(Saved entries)
--------

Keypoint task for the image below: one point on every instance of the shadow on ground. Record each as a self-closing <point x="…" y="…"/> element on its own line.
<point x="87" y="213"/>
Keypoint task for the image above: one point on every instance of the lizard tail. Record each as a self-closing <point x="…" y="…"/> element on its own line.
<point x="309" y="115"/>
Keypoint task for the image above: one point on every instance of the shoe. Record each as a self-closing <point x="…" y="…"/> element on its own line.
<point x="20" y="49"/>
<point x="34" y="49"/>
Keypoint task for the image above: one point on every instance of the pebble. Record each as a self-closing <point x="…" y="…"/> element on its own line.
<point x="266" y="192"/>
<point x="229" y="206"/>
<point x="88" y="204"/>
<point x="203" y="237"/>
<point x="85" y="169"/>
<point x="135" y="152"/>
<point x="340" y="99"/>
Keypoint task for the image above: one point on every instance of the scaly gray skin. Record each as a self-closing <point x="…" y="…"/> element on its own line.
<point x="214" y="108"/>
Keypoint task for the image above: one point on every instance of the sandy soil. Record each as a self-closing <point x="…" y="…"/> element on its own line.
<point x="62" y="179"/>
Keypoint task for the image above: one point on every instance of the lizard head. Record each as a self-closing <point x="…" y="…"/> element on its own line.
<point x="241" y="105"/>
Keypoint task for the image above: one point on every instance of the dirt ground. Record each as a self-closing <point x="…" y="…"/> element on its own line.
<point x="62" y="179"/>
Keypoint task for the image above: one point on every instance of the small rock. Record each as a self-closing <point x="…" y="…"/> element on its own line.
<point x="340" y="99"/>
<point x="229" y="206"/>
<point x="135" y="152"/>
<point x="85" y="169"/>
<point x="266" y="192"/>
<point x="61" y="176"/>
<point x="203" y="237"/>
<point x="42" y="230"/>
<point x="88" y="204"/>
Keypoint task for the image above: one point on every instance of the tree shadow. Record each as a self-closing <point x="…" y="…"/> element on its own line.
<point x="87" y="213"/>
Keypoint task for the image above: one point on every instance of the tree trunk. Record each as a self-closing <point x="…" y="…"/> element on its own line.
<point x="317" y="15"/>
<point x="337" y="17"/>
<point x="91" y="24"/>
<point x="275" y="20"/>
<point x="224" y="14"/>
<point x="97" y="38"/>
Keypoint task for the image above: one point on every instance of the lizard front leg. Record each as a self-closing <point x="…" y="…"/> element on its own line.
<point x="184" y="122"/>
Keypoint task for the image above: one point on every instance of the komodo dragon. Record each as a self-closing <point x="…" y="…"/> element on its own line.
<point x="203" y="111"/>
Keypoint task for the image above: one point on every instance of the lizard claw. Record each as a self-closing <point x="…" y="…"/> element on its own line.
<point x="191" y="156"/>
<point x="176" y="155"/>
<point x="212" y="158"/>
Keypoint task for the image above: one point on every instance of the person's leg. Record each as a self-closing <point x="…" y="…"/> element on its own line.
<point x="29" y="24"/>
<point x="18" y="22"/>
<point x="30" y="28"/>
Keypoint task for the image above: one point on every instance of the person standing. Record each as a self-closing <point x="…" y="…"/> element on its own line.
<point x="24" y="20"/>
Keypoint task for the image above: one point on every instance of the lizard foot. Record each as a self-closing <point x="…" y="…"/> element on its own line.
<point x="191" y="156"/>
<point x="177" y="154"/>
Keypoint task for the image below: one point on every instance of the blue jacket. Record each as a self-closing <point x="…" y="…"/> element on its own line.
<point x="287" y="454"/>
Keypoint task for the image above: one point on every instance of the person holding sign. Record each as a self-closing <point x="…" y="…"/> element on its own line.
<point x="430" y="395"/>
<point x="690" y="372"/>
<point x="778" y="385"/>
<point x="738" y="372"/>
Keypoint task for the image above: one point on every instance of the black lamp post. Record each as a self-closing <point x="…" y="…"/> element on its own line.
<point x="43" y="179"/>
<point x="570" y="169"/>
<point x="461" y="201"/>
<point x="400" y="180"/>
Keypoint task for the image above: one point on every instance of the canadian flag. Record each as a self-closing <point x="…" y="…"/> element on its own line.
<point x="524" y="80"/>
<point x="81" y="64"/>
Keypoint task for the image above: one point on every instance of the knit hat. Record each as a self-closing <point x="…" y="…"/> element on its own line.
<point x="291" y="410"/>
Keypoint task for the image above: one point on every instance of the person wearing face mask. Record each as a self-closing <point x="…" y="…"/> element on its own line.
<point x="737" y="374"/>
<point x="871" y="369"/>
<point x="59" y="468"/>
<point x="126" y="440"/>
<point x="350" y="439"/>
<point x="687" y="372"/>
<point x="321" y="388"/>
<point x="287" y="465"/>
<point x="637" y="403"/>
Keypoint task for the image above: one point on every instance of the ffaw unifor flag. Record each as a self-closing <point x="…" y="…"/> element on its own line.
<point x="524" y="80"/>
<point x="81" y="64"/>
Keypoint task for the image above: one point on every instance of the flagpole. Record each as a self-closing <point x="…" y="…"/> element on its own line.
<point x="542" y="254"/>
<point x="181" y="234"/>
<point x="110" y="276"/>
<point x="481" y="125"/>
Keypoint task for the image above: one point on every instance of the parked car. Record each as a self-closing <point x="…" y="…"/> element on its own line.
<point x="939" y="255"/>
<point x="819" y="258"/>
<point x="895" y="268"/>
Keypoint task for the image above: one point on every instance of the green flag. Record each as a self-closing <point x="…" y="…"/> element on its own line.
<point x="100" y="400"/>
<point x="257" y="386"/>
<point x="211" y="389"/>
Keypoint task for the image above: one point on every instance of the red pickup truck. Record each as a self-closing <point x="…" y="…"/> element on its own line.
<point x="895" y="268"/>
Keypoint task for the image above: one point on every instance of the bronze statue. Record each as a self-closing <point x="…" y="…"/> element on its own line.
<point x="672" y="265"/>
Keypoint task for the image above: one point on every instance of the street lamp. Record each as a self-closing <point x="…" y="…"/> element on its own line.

--------

* Objective *
Reproduce the records in full, exactly as written.

* Result *
Keypoint task for the image below: one point on every instance of the shadow on ground. Record each as a self-closing <point x="…" y="…"/> element on its own line.
<point x="87" y="213"/>
Keypoint task for the image above: one point on every instance of the lizard tail. Record each as a self-closing <point x="…" y="…"/> element on its own line.
<point x="309" y="115"/>
Keypoint task for the image above: one point on every instance of the shoe. Record each as a self-closing <point x="…" y="…"/> element on its own line.
<point x="20" y="49"/>
<point x="34" y="49"/>
Keypoint task for the image above: one point on every instance of the pebble. Record each as a self-closing <point x="…" y="…"/> element on its own line.
<point x="266" y="192"/>
<point x="229" y="206"/>
<point x="88" y="204"/>
<point x="203" y="237"/>
<point x="85" y="169"/>
<point x="135" y="152"/>
<point x="340" y="99"/>
Keypoint task for the image above: one point on every instance of the scaly gray skin. Record each as a self-closing <point x="…" y="…"/> element on its own line.
<point x="214" y="108"/>
Keypoint task for the image above: one point on every instance of the sandy soil. Record each as a self-closing <point x="…" y="…"/> element on its own line.
<point x="62" y="179"/>
Keypoint task for the image above: one point on every instance of the lizard head. Record each as a self-closing <point x="…" y="…"/> element on its own line.
<point x="241" y="105"/>
Keypoint task for the image above: one point on every instance of the dirt ground. Record each as a self-closing <point x="…" y="…"/> element on its own line.
<point x="62" y="179"/>
Keypoint task for the image above: one point on every instance of the small rock. Record each as a self-closing <point x="…" y="…"/> element on its own line.
<point x="340" y="99"/>
<point x="229" y="206"/>
<point x="135" y="152"/>
<point x="85" y="169"/>
<point x="266" y="192"/>
<point x="61" y="176"/>
<point x="203" y="237"/>
<point x="42" y="230"/>
<point x="88" y="204"/>
Keypoint task for the image above: one point on every instance of the tree shadow. Record each as a self-closing <point x="…" y="…"/> element on its own line.
<point x="87" y="213"/>
Keypoint task for the image above: one point on every instance of the tree trunk. Record each as a self-closing <point x="…" y="…"/> element on its own line.
<point x="317" y="15"/>
<point x="337" y="17"/>
<point x="91" y="24"/>
<point x="275" y="20"/>
<point x="224" y="14"/>
<point x="97" y="38"/>
Keypoint task for the image above: one point on every instance of the lizard front leg. Record each as a self-closing <point x="…" y="…"/> element on its own line.
<point x="184" y="122"/>
Keypoint task for the image above: one point on every instance of the komodo dragon. Record each as a self-closing <point x="…" y="…"/> element on its own line.
<point x="203" y="111"/>
Keypoint task for the image above: one point on every instance of the lizard claw. Record each as a self-closing <point x="…" y="…"/> element on its own line.
<point x="191" y="156"/>
<point x="176" y="155"/>
<point x="212" y="158"/>
Keypoint task for the image above: one point on every instance of the person's leg. Record each as a self-closing <point x="…" y="…"/> element on its own line.
<point x="29" y="24"/>
<point x="18" y="22"/>
<point x="30" y="28"/>
Keypoint task for the image above: one point on every instance of the person standing. Record each as a self-closing <point x="…" y="…"/> element on its own line.
<point x="24" y="20"/>
Keypoint task for the image above: one point on every instance of the lizard foot. Record each as a self-closing <point x="…" y="…"/> element on its own line.
<point x="191" y="156"/>
<point x="177" y="154"/>
Keypoint task for the image below: one point on every instance of the blue jacket. Record each as a self-closing <point x="…" y="…"/> element on its own line.
<point x="287" y="454"/>
Keypoint task for the image above: one point on every instance of the person holding sign. Record each as a self-closing <point x="…" y="…"/> element on its own line.
<point x="430" y="395"/>
<point x="690" y="372"/>
<point x="778" y="385"/>
<point x="738" y="372"/>
Keypoint task for the image above: one point on every instance of the black lamp post. Record each as a self-closing <point x="…" y="…"/> element on its own line.
<point x="43" y="179"/>
<point x="570" y="169"/>
<point x="461" y="201"/>
<point x="400" y="180"/>
Keypoint task for the image above: one point on every instance of the canadian flag. Record each as a self-closing <point x="…" y="…"/> element on its own line.
<point x="524" y="80"/>
<point x="81" y="64"/>
Keypoint task for the image above: one point on every instance of the knit hat. Record each as a self-closing <point x="…" y="…"/> element on its own line.
<point x="291" y="410"/>
Keypoint task for the image above: one point on every instance of the person wearing face mask. Record each as a self-closing <point x="…" y="…"/> element on its own line.
<point x="737" y="374"/>
<point x="871" y="369"/>
<point x="59" y="468"/>
<point x="126" y="440"/>
<point x="350" y="439"/>
<point x="687" y="372"/>
<point x="321" y="388"/>
<point x="287" y="465"/>
<point x="637" y="403"/>
Keypoint task for the image above: one point on every instance of the ffaw unifor flag. Record each as a self-closing <point x="…" y="…"/> element on its own line.
<point x="524" y="80"/>
<point x="81" y="64"/>
Keypoint task for the image above: one point on every instance of the flagpole. Record each as a self-closing <point x="…" y="…"/> element on its own line.
<point x="542" y="254"/>
<point x="181" y="234"/>
<point x="110" y="276"/>
<point x="481" y="125"/>
Keypoint task for the image above: one point on every instance of the parked car. Record each as a self-closing <point x="…" y="…"/> element on its own line.
<point x="939" y="255"/>
<point x="819" y="258"/>
<point x="895" y="268"/>
Keypoint task for the image above: one point on every instance of the green flag. Record each as a self-closing <point x="…" y="…"/> element on its own line.
<point x="100" y="400"/>
<point x="257" y="386"/>
<point x="211" y="389"/>
Keypoint task for the image above: one point on every instance of the red pickup truck. Record each as a self-closing <point x="…" y="…"/> element on its own line.
<point x="895" y="268"/>
Keypoint task for the image above: one point on every instance of the bronze statue. Record each as a self-closing <point x="…" y="…"/> element on its own line.
<point x="672" y="265"/>
Keypoint task for the image above: one point on every instance of the street lamp. Record each as a self-closing <point x="…" y="…"/> element on its own line.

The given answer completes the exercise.